What does LB like to read?

After years of ducking the question, I've added a section to my blog http://lawrenceblock.wordpress.com/ab... listing books for which I have a special fondness. Here's a sample of what you'll find there:

WALTER TEVIS
A brilliant writer who wrote too little and died too young. Much of his work is science fiction (Mockingbird, The Man Who Fell to Earth) but I’m fondest of his contemporary novels. The Queen’s Gambit is a personal favorite, and I’m about due to re-read it again. Ditto The Hustler and it’s under-appreciated sequel, The Color of Money. (The Paul Newman film version of the latter departed entirely from the book on page one; I can understand the filmmaker’s decision, but I don’t have to agree with it.)

> _WHAT THE TASK REQUIRES_:
In the reading list post, which Walter Tevis novel does the writer call a personal favorite?

> _DATA SHOWN_:

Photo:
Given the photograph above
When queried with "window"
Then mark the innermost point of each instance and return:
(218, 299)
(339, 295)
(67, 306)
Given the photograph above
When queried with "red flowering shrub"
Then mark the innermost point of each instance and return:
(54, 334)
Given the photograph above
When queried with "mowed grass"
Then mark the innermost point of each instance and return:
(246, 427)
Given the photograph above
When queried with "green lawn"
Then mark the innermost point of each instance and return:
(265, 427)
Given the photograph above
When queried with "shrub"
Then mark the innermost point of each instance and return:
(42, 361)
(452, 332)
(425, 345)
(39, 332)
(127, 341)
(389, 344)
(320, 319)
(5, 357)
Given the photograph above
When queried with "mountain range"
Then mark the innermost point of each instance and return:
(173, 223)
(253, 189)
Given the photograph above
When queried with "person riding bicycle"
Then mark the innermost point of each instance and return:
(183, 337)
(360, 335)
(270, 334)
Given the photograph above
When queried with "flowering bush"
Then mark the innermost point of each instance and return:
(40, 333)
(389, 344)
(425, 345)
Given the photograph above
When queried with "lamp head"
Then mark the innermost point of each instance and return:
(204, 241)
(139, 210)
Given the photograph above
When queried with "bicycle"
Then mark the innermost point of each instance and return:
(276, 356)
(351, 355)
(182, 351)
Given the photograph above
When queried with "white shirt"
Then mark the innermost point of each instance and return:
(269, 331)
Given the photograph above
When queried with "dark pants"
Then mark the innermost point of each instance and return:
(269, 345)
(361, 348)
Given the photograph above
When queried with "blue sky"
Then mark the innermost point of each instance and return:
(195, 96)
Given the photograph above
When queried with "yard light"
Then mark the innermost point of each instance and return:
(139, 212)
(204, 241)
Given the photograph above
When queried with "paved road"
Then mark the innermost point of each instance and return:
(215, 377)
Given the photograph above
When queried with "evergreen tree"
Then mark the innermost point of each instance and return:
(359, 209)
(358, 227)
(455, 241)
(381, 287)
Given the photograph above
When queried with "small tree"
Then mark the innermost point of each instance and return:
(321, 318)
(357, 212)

> _RESULT OF THE TASK_:
The Queen's Gambit